## Objective
Format the lines from the start of the records through the line containing "pixel 33 447", including that line, as a JSON list of strings with one string per line and blank lines left out.

## Source records

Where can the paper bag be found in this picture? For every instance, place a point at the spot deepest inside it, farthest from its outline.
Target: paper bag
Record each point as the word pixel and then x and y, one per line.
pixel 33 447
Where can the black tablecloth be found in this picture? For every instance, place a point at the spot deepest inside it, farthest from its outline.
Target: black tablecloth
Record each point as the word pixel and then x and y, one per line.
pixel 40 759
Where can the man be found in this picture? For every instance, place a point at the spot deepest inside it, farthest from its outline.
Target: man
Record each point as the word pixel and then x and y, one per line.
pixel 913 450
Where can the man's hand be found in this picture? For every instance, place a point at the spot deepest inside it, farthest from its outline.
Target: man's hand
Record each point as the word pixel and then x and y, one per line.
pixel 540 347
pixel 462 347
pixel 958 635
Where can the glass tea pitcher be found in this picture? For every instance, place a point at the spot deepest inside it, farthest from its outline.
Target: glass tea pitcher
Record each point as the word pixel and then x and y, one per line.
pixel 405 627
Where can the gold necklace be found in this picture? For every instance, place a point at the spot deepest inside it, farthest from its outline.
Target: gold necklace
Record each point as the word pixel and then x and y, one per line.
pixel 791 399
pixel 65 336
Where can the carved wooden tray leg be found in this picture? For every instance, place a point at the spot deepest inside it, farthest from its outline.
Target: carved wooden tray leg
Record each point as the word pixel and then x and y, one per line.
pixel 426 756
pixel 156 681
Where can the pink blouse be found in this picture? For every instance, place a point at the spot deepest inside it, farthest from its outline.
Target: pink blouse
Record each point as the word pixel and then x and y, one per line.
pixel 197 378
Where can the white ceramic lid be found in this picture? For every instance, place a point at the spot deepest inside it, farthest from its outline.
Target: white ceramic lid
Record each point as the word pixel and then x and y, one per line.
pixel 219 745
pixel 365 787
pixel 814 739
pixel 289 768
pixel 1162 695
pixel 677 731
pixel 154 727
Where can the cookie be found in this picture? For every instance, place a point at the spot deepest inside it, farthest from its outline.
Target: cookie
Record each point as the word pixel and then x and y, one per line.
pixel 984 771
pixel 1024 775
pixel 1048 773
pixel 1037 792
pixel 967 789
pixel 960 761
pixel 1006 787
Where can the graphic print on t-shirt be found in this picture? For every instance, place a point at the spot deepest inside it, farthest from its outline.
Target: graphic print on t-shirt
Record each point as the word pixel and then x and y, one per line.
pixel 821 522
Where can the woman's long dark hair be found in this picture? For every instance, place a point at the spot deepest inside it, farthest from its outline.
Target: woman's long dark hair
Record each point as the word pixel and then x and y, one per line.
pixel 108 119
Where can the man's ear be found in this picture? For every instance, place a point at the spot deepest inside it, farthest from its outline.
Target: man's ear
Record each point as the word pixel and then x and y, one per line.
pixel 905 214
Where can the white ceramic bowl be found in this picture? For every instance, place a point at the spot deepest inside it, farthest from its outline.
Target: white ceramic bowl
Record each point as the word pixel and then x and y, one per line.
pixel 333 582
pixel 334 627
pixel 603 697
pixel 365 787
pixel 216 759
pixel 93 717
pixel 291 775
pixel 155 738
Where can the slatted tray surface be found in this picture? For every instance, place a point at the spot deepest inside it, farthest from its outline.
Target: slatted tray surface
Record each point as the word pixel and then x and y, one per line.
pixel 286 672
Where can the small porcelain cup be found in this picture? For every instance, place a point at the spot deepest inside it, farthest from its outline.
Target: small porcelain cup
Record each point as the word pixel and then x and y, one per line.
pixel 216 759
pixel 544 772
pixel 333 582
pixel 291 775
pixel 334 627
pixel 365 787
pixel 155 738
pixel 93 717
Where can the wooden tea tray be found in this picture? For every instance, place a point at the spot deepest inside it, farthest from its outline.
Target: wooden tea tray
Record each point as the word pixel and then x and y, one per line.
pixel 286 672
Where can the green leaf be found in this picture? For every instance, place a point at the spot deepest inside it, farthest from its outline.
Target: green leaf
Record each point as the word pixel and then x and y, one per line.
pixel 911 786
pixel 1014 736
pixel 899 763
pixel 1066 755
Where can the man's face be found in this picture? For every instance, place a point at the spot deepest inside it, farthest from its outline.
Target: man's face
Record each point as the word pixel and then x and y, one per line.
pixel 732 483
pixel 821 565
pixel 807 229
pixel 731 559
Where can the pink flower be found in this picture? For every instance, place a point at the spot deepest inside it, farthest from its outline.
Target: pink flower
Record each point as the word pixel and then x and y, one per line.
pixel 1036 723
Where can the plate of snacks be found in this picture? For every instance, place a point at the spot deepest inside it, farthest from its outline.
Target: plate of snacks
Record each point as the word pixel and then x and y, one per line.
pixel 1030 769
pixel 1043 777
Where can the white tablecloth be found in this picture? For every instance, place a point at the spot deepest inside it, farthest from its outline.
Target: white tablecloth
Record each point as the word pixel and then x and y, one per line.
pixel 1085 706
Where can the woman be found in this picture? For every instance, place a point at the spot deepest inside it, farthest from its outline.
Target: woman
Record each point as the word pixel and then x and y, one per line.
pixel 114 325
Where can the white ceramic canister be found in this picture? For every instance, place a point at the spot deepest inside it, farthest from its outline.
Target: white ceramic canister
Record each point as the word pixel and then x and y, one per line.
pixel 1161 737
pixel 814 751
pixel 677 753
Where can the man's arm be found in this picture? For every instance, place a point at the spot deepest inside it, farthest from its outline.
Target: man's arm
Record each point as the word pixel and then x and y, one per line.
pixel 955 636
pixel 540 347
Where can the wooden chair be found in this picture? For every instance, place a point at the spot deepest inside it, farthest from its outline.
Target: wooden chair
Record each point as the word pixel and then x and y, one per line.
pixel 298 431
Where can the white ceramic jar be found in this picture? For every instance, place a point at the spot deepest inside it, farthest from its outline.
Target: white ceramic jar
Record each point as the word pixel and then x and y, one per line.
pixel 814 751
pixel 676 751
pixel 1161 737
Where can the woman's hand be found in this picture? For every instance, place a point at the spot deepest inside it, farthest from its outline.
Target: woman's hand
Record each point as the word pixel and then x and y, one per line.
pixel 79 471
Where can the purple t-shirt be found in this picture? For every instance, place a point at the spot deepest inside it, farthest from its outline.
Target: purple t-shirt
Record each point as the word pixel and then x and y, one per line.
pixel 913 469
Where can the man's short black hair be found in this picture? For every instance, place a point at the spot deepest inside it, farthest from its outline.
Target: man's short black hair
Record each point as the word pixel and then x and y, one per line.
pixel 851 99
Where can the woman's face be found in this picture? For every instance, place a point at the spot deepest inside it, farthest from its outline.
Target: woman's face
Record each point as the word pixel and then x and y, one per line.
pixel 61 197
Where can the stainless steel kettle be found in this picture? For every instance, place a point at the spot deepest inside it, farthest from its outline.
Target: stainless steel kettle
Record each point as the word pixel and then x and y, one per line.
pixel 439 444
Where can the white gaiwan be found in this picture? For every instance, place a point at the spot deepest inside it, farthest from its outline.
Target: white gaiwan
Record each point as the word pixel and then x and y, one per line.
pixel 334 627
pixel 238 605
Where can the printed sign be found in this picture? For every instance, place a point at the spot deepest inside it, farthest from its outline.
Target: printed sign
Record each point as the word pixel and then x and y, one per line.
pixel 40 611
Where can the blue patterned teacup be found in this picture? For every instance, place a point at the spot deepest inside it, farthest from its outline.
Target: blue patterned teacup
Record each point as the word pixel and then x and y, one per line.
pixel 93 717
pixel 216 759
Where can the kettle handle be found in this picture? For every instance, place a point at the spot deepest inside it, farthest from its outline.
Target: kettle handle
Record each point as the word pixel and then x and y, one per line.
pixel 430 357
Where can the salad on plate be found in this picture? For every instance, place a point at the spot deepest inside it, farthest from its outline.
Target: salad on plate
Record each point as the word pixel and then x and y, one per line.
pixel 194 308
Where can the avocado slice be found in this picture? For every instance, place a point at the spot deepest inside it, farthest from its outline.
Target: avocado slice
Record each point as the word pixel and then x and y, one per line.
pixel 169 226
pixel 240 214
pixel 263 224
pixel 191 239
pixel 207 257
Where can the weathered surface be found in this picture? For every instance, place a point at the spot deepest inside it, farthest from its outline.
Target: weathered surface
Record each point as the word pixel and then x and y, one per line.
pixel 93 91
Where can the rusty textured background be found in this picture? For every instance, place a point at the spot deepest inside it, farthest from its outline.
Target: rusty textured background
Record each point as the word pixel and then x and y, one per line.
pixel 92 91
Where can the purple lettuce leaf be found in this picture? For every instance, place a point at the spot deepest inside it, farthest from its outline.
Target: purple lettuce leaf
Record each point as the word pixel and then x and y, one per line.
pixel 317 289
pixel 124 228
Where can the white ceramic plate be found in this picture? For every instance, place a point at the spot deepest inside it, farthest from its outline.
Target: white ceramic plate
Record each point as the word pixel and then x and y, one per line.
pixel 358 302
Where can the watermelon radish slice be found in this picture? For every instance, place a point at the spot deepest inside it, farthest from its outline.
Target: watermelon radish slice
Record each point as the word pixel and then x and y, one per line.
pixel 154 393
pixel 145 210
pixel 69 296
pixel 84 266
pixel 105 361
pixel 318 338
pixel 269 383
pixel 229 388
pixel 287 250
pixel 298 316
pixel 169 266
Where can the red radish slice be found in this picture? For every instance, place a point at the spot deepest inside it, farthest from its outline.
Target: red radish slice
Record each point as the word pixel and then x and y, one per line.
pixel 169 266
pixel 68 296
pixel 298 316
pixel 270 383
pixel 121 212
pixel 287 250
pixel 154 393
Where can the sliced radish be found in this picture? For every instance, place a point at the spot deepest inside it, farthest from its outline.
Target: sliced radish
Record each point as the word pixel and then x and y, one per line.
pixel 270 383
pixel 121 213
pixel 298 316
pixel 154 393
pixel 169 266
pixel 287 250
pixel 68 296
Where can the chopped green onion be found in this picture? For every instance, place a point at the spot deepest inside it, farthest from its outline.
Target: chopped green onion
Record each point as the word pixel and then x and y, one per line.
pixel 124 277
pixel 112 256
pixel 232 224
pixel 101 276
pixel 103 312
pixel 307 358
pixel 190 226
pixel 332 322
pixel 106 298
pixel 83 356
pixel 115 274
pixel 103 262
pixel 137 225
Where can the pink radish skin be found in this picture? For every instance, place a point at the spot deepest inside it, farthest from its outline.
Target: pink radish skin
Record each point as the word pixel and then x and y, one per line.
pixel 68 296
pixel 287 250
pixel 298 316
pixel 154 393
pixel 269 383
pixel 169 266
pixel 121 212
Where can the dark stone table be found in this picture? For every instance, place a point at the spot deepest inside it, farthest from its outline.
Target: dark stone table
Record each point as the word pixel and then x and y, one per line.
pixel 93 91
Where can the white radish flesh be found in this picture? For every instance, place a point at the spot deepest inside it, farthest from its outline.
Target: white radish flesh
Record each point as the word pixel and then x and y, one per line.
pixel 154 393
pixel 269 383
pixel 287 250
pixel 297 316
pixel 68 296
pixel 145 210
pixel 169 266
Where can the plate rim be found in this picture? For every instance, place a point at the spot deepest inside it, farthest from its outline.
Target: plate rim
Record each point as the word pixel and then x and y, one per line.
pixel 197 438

## Answer in full
[
  "Where can the paper bag be found in this picture? For every instance, place a point at the spot deepest inside it, farthest from its outline.",
  "Target: paper bag",
  "Record each point as the word pixel and then x and y, one per line.",
  "pixel 33 447"
]